(The problem):
Update the items below by changing every "gets a single dot" to "gets one dot" and leaving everything else unchanged.

(Supplied records):
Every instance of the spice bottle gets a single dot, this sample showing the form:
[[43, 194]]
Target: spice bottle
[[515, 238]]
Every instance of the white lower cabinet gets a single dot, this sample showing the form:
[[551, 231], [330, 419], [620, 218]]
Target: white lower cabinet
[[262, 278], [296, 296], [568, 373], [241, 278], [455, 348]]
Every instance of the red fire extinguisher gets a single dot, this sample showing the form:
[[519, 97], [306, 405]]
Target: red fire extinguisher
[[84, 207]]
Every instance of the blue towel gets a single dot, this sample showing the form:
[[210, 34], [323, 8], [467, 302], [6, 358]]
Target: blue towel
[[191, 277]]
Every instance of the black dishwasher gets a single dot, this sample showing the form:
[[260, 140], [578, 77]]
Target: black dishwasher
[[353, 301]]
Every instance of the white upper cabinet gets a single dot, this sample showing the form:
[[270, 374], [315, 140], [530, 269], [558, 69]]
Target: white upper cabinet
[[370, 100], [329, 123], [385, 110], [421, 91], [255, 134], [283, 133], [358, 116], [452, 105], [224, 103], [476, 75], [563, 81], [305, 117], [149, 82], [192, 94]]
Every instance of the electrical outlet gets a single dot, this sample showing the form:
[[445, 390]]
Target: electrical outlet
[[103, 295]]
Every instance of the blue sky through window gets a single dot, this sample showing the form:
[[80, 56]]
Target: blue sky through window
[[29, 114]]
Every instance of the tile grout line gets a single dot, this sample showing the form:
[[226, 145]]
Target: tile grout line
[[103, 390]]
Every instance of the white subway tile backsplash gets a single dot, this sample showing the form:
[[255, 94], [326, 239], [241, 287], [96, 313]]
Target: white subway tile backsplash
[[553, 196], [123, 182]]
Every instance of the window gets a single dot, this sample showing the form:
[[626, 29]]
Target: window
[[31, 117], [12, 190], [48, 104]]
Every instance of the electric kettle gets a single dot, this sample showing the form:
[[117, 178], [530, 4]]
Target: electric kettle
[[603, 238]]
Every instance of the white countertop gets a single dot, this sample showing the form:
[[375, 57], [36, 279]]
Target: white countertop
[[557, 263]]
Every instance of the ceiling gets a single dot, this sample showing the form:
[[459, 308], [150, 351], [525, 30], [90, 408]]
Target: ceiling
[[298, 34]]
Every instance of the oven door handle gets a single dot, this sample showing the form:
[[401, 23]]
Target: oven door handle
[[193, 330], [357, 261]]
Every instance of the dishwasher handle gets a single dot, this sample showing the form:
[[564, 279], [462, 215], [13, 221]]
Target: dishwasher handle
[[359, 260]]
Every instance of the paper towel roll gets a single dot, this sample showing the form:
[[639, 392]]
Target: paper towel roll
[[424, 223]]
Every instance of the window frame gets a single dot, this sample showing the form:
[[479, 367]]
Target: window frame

(Answer for this exercise):
Every instance of the spice bottle gets one dot, this sample showing the form:
[[43, 194]]
Target: spice bottle
[[515, 238]]
Every instance of the white lower cabinet gets one dot, this sample showing the form:
[[551, 231], [330, 419], [620, 218]]
Target: white lower cabinet
[[262, 278], [296, 296], [568, 373], [241, 278], [455, 348]]
Every instance of the red fire extinguisher gets one dot, this sample showing the form:
[[519, 97], [306, 405]]
Target: red fire extinguisher
[[84, 207]]
Every instance of the blue towel gets one dot, this sample showing the form:
[[210, 34], [323, 8], [467, 302], [6, 358]]
Target: blue towel
[[191, 277]]
Every instance of the black dishwasher gets one dot, this sample showing the form:
[[260, 140], [578, 77]]
Target: black dishwasher
[[353, 301]]
Every instance of the white upper cabinet gets one dot, this sample showing the form:
[[270, 374], [315, 140], [530, 269], [558, 69]]
Target: white upper cabinet
[[370, 100], [329, 123], [385, 110], [421, 91], [255, 134], [283, 133], [358, 116], [452, 105], [224, 103], [476, 75], [563, 81], [305, 117], [149, 82], [192, 94]]
Every instance of the electrical outlet gets one dot, this sample showing the form:
[[445, 390]]
Target: electrical outlet
[[103, 295]]
Every instance of the blue sky through window gets one dot, this sample showing the form:
[[80, 56]]
Target: blue sky through window
[[29, 114]]
Every instance of the tile grout line gets one dot, this sample showing the form:
[[226, 145]]
Target: tile grout line
[[103, 390]]
Every instance of the white subway tile backsplash gets one dot, this sample showing the form:
[[255, 94], [326, 239], [241, 287], [96, 313]]
Target: white subway tile backsplash
[[553, 196], [123, 182]]
Every instance of the window gets one dot, this sample showing the form:
[[626, 29]]
Target: window
[[31, 117], [12, 190], [48, 104]]
Every instance of the electric kettle gets one dot, this sample showing the form:
[[117, 178], [530, 4]]
Target: electric kettle
[[603, 238]]
Every instance of the white countertop gets one dot, this sample showing the form:
[[375, 57], [36, 279]]
Target: white countertop
[[557, 263]]
Every instance of the ceiling gets one dot, this sample showing the form:
[[459, 308], [150, 351], [525, 30], [90, 408]]
Target: ceiling
[[298, 34]]
Every instance of the oven door handle gets one dot, this sample showing the form:
[[401, 23]]
Target: oven door handle
[[193, 330], [357, 261]]
Every instance of the dishwasher handle gets one dot, this sample showing the form:
[[564, 279], [462, 215], [13, 221]]
Target: dishwasher handle
[[359, 260]]
Every instance of the paper towel roll gets one dot, this sample showing the form:
[[639, 392]]
Target: paper towel roll
[[424, 223]]
Every instance of the window frame gets one dot, this sample showing the form:
[[479, 367]]
Target: window frame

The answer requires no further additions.